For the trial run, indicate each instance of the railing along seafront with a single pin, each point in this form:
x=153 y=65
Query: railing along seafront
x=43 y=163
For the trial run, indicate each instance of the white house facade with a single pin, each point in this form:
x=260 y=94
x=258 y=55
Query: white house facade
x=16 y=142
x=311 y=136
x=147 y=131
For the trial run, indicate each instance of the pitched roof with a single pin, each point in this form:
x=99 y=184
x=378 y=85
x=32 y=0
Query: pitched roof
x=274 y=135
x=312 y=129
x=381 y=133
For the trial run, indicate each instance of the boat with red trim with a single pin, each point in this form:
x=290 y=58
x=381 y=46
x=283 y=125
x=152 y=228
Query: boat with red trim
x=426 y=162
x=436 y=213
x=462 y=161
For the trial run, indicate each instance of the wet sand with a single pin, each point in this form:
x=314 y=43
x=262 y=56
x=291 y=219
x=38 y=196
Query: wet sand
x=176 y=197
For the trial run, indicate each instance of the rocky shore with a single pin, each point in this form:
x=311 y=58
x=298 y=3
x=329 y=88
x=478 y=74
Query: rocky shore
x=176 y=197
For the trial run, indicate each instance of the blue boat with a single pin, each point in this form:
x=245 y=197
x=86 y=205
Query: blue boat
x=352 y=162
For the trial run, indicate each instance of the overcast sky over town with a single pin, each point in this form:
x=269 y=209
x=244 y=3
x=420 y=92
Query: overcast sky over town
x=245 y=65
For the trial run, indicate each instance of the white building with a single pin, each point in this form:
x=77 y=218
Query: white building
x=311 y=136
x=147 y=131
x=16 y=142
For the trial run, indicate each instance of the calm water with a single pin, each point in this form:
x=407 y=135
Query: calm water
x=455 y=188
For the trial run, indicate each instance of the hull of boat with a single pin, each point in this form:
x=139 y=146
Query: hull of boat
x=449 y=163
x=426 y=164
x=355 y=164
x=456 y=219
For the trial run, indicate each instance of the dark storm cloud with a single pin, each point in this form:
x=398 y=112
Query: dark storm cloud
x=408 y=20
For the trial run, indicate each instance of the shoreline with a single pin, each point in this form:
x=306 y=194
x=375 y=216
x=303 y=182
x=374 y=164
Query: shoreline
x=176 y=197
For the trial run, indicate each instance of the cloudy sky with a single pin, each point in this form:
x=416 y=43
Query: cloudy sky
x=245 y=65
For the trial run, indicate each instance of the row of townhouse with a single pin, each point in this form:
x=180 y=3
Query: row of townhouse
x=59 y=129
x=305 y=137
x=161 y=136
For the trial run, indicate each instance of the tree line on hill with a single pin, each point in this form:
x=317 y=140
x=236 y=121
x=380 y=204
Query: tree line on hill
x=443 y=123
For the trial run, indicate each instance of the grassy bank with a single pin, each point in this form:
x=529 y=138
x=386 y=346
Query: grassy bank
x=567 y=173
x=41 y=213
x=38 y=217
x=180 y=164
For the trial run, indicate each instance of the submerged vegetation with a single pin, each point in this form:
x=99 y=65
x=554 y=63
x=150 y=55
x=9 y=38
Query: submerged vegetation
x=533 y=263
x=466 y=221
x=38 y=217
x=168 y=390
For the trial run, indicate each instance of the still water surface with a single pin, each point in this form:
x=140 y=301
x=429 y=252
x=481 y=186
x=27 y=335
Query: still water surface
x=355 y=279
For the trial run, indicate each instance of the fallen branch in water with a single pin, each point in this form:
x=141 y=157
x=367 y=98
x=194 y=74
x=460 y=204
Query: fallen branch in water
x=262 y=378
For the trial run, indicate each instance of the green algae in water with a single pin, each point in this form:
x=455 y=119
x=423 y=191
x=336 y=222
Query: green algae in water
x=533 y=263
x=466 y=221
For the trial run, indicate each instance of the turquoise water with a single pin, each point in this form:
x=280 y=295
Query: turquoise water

• [What is expected]
Update the records by changing every "trial run" to "practice round" and leaving everything else as it is.

• [Answer to this task]
For the practice round, indicate each instance of the railing along seafront with a single pin, each point in this form:
x=153 y=65
Query: railing along seafront
x=43 y=163
For the practice round, indicate each instance of the white house facade with a single pin, each point in this form:
x=260 y=94
x=258 y=55
Query: white house facade
x=16 y=142
x=311 y=136
x=147 y=131
For the practice round, indicate each instance of the pitched roof with a single pin, each point in this form:
x=99 y=184
x=378 y=85
x=32 y=0
Query: pitched roof
x=274 y=135
x=312 y=129
x=381 y=133
For the practice round, indicate each instance of the boat with red trim with a single pin, each point in this form:
x=290 y=58
x=381 y=46
x=283 y=125
x=152 y=228
Query: boat with red trim
x=426 y=162
x=436 y=213
x=462 y=161
For the practice round, indicate each instance of the wet sand with a single pin, each point in this form:
x=314 y=43
x=262 y=56
x=291 y=219
x=38 y=196
Query: wet sand
x=176 y=197
For the practice round, indicate each instance of the rocky shore with a single pin, each point in this form:
x=311 y=58
x=298 y=3
x=329 y=88
x=478 y=74
Query: rocky shore
x=176 y=197
For the practice round, indicate each instance of the blue boat with a single pin, each point in this form:
x=245 y=197
x=86 y=205
Query: blue boat
x=352 y=162
For the practice round, indicate each instance of the overcast sky over town with a single pin, each point in this form:
x=269 y=209
x=244 y=3
x=420 y=92
Query: overcast sky over town
x=245 y=65
For the practice round, indicate each instance of the white building with a single pin, each point in this form:
x=77 y=218
Query: white building
x=311 y=136
x=147 y=131
x=16 y=142
For the practice round, indicate each instance of the calm water with a single pin, each point in this form:
x=407 y=135
Query: calm water
x=455 y=188
For the practice round, indicate each instance of the hull of boat with a single pin, each point in this form:
x=139 y=146
Query: hull of boat
x=449 y=163
x=426 y=164
x=355 y=164
x=456 y=219
For the practice round, indicate each instance of the dark storm cloud with a single pin, each point in this form:
x=398 y=112
Query: dark storm cloud
x=408 y=20
For the practice round, indicate each instance of the shoreline with a single pin, each point in this form:
x=306 y=194
x=375 y=216
x=303 y=182
x=374 y=164
Query: shoreline
x=176 y=197
For the practice round, indicate each instance of the cloudy sky with a single pin, each point in this form:
x=416 y=43
Query: cloudy sky
x=245 y=65
For the practice round, indicate each instance of the row of townhouse with a single pin, each point in this form:
x=180 y=3
Query: row of townhouse
x=59 y=129
x=305 y=137
x=161 y=136
For the practice round, indicate each instance of the tree line on hill with a single pin, each point in this form:
x=317 y=140
x=236 y=121
x=380 y=204
Query: tree line on hill
x=443 y=123
For the practice round, indicate each instance of the grassy bank with a single pin, each point in this form:
x=529 y=138
x=386 y=346
Query: grassy bank
x=567 y=173
x=41 y=213
x=38 y=217
x=180 y=164
For the practice round, indicate each instance of the submerged vegetation with a single pin, each point in this form:
x=99 y=65
x=554 y=63
x=150 y=55
x=9 y=38
Query: submerged vegetation
x=533 y=263
x=466 y=221
x=38 y=217
x=168 y=390
For the practice round, indicate each instance of the still water surface with a single pin, each point in this form:
x=140 y=301
x=429 y=252
x=481 y=186
x=27 y=335
Query: still water surface
x=355 y=279
For the practice round, indicate each instance of the fallen branch in water with a single pin, each point in this form:
x=141 y=157
x=367 y=98
x=194 y=74
x=460 y=204
Query: fallen branch in water
x=262 y=378
For the practice round, indicate each instance of the green algae in water with a single pin, each point in this form:
x=455 y=119
x=423 y=191
x=336 y=222
Query: green algae in water
x=533 y=263
x=466 y=221
For the practice round, indicate each instance of the turquoise water with a single pin, each point in this form:
x=280 y=295
Query: turquoise water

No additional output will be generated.